# THE PROBLEM
Set every record down again, identical to the original.

# SOURCE MATERIAL
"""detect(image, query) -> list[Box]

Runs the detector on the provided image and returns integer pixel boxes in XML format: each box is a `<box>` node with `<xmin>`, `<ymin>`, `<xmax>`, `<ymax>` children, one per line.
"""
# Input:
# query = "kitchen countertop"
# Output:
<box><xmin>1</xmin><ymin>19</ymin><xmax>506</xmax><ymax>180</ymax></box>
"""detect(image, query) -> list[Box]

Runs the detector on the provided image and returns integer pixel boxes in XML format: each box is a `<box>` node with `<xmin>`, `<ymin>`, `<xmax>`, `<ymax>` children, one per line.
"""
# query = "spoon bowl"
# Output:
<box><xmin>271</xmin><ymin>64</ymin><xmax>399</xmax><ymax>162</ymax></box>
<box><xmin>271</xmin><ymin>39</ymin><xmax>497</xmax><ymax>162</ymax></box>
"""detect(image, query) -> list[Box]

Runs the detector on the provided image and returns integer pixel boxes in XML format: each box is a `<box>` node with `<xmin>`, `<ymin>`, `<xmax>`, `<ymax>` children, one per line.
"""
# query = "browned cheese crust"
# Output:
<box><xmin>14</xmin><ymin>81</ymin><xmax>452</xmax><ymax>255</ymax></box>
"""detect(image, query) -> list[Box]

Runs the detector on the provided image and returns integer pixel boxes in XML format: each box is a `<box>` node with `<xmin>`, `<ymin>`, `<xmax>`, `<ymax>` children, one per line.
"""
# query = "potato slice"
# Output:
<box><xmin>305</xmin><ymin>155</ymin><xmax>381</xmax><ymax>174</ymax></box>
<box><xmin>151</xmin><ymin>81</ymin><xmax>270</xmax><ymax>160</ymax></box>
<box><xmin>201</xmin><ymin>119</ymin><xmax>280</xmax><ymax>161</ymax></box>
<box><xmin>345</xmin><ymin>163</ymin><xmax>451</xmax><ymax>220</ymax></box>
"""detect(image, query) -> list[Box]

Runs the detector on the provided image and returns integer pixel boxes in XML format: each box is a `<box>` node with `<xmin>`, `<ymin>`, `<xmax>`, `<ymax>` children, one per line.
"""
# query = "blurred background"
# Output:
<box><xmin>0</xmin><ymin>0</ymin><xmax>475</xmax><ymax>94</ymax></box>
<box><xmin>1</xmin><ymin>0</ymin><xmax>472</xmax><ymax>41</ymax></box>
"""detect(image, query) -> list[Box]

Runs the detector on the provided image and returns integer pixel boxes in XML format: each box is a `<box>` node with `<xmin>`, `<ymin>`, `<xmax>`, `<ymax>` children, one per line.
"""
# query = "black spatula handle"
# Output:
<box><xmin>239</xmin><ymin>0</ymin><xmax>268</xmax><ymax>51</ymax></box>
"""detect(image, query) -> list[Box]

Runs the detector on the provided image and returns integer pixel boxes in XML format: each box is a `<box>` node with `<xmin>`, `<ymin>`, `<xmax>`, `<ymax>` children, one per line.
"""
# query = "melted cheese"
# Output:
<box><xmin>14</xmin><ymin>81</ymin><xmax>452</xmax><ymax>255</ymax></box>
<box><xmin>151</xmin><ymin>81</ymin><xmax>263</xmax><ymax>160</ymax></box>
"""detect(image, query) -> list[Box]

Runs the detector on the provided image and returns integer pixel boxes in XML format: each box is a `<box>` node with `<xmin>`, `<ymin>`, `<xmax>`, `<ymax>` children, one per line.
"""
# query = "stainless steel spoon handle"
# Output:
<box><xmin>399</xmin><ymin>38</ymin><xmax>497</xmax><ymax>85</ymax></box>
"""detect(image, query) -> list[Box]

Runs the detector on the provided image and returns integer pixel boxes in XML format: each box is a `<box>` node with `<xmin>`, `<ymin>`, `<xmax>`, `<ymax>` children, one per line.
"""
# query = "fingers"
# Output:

# RESPONSE TO THE EXERCISE
"""detect(image, query) -> list[Box]

Runs the detector on the provided image and returns integer pixel boxes in XML format: each box is a `<box>` node with `<xmin>`, `<ymin>`, `<xmax>`, `<ymax>` children, one per line.
"""
# Input:
# query = "kitchen countertop"
# Output:
<box><xmin>1</xmin><ymin>19</ymin><xmax>506</xmax><ymax>180</ymax></box>
"""detect(image, query) -> list[Box]

Runs the detector on the provided image and returns integer pixel boxes in XML format: each box is a `<box>` node with `<xmin>`, `<ymin>`, `<xmax>`, `<ymax>` children, one per line.
"""
# query = "spoon bowl"
# Output:
<box><xmin>271</xmin><ymin>64</ymin><xmax>399</xmax><ymax>162</ymax></box>
<box><xmin>271</xmin><ymin>39</ymin><xmax>497</xmax><ymax>162</ymax></box>
"""detect(image, query) -> list[Box]

Runs the detector on the provided image and returns integer pixel boxes in XML format: each box is a `<box>` node with `<xmin>`, `<ymin>`, `<xmax>`, `<ymax>` children, one per line.
"""
# query = "browned cheese crust"
# Output:
<box><xmin>14</xmin><ymin>81</ymin><xmax>452</xmax><ymax>255</ymax></box>
"""detect(image, query) -> list[Box]

Runs the detector on the provided image and returns integer pixel boxes in XML format: each box is a `<box>` node with `<xmin>`, `<ymin>`, `<xmax>`, `<ymax>` children, one per line.
"""
# query = "potato slice"
# Output:
<box><xmin>305</xmin><ymin>155</ymin><xmax>381</xmax><ymax>174</ymax></box>
<box><xmin>151</xmin><ymin>81</ymin><xmax>270</xmax><ymax>160</ymax></box>
<box><xmin>201</xmin><ymin>119</ymin><xmax>280</xmax><ymax>161</ymax></box>
<box><xmin>345</xmin><ymin>163</ymin><xmax>451</xmax><ymax>220</ymax></box>
"""detect(image, query) -> list[Box]

Runs the detector on the provided image and returns integer pixel boxes in XML format: each box is a `<box>` node with `<xmin>`, `<ymin>`, `<xmax>`, `<ymax>` children, one per line.
"""
# query = "blurred background"
# Output:
<box><xmin>0</xmin><ymin>0</ymin><xmax>475</xmax><ymax>94</ymax></box>
<box><xmin>1</xmin><ymin>0</ymin><xmax>472</xmax><ymax>41</ymax></box>
"""detect(image, query) -> list[Box]

Runs the detector on the provided image and returns integer pixel boxes in XML format: each box is a `<box>` node with `<xmin>`, `<ymin>`, `<xmax>`, `<ymax>` children, one per line.
"""
# query = "black spatula handle"
# Output:
<box><xmin>239</xmin><ymin>0</ymin><xmax>268</xmax><ymax>51</ymax></box>
"""detect(image, query) -> list[Box]

Runs the detector on the provided image and returns integer pixel boxes in XML format: each box is a `<box>` node with `<xmin>`, `<ymin>`, `<xmax>`, `<ymax>` children, one per line.
"""
# query = "melted cheese"
# Output:
<box><xmin>14</xmin><ymin>81</ymin><xmax>452</xmax><ymax>255</ymax></box>
<box><xmin>151</xmin><ymin>81</ymin><xmax>263</xmax><ymax>160</ymax></box>
"""detect(image, query) -> list[Box]

Runs the detector on the provided image and returns integer pixel boxes in XML format: each box is a `<box>` node with `<xmin>`, `<ymin>`, `<xmax>`, `<ymax>` children, one per line.
"""
# query = "stainless steel spoon handle"
# Output:
<box><xmin>399</xmin><ymin>38</ymin><xmax>497</xmax><ymax>85</ymax></box>
"""detect(image, query) -> list[Box]

Runs the detector on the provided image and returns integer pixel boxes in XML format: each box is a `<box>` node with `<xmin>`, `<ymin>`, `<xmax>`, `<ymax>` children, one per line.
"""
# query = "fingers"
# Output:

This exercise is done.